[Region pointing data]
^^^^
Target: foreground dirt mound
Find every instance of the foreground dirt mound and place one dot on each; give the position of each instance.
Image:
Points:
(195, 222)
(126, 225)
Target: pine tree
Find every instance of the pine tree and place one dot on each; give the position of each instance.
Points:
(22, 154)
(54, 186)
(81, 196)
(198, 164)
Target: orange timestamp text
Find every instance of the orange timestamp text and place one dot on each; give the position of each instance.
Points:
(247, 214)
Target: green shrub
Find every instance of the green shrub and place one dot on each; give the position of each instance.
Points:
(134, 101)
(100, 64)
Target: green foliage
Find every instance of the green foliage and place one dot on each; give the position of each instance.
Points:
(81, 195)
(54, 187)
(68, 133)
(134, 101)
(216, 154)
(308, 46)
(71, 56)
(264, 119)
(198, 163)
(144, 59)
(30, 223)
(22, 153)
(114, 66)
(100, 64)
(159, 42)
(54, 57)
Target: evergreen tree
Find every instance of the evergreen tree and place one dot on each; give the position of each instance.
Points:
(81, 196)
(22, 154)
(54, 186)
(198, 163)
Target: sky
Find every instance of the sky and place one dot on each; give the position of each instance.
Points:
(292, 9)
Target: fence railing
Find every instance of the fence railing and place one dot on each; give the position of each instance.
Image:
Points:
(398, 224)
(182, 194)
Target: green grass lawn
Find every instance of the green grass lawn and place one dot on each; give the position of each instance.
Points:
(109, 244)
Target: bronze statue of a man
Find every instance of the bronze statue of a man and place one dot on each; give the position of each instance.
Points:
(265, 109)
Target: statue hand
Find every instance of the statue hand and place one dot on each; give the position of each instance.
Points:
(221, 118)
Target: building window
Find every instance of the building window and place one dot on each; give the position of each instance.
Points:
^^^^
> PROBLEM STATEMENT:
Extract exactly and only the lines above from the line containing "Target: orange timestamp text" through the line containing "Find every instance of the green foliage", both end lines included.

> WRITTEN ANSWER:
Target: orange timestamp text
Find every instance of the orange timestamp text and place one dot on each; give the position of each instance.
Points:
(247, 214)
Target: green shrub
Find every instance of the green shrub and place one dot on each; give the position of each instance.
Points:
(134, 101)
(100, 64)
Target: green foliage
Find every instance of the green foliage and place one dot on each; give the position of each instance.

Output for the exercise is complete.